→ **WHAT TO PRODUCE**
Copy the listing as it is written, and leave each picture out.

→ **INPUT DATA**
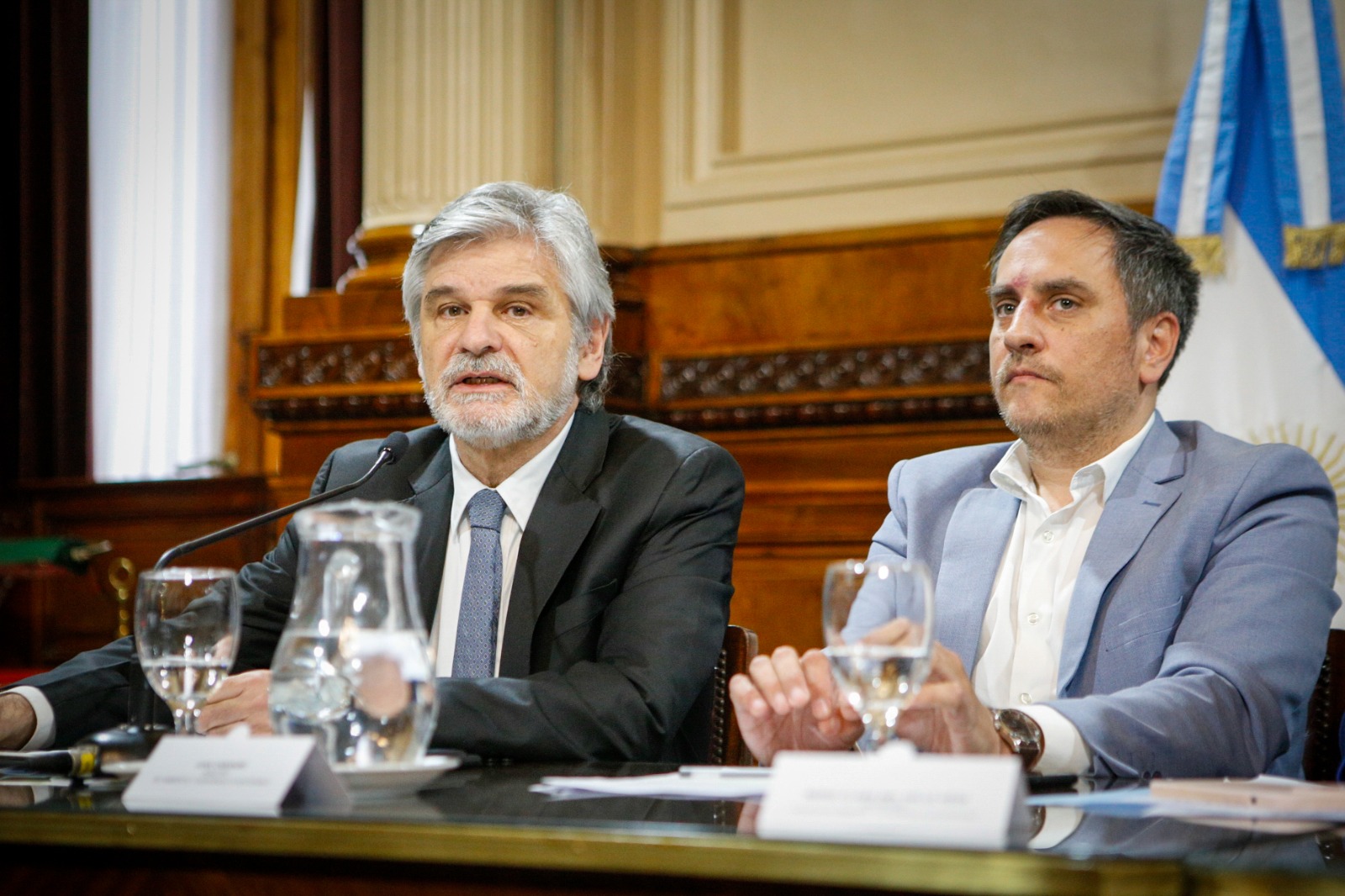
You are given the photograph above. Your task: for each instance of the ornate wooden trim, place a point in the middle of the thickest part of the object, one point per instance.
(377, 377)
(377, 360)
(824, 370)
(815, 414)
(342, 408)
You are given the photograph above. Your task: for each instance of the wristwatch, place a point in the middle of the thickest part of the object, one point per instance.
(1021, 734)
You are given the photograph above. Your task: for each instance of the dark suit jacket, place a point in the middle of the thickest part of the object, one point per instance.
(616, 615)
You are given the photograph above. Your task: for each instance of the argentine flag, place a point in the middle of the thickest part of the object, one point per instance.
(1254, 187)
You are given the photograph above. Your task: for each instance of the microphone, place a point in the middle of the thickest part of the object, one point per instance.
(138, 737)
(389, 454)
(78, 762)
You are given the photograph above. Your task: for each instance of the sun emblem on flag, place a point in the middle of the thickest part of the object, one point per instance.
(1329, 450)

→ **TASK RESPONSE**
You are given the photograph above. Your task: for each instance of the ornate wooden trim, place a point in the middle of the thickest part of the object, one point per instance.
(377, 377)
(377, 360)
(824, 370)
(815, 414)
(342, 408)
You are given the photograph above. Your task: for each instance of the wristwatch, place a point in the middle of the thickest part of the object, one point per instance.
(1021, 734)
You are given the photograph above. Your task: for each instance of the dark suit jacket, place a point in the middle of the thickest part of the object, one point per instance.
(616, 615)
You are given the photograph above. Your task: for each instance of the argentine flag, place a point in the middle of the thickest part of the object, one point per instance.
(1254, 187)
You are given the photograph above. Your task: for each instance of the microphone, place a point in the middle of the thickest part of the object, one point per instance.
(138, 737)
(389, 454)
(78, 762)
You are given the photograph above. Your task: for each instance of the sun emblem on flag, place a point in the middle of the thickest part of the object, one point per instance.
(1329, 450)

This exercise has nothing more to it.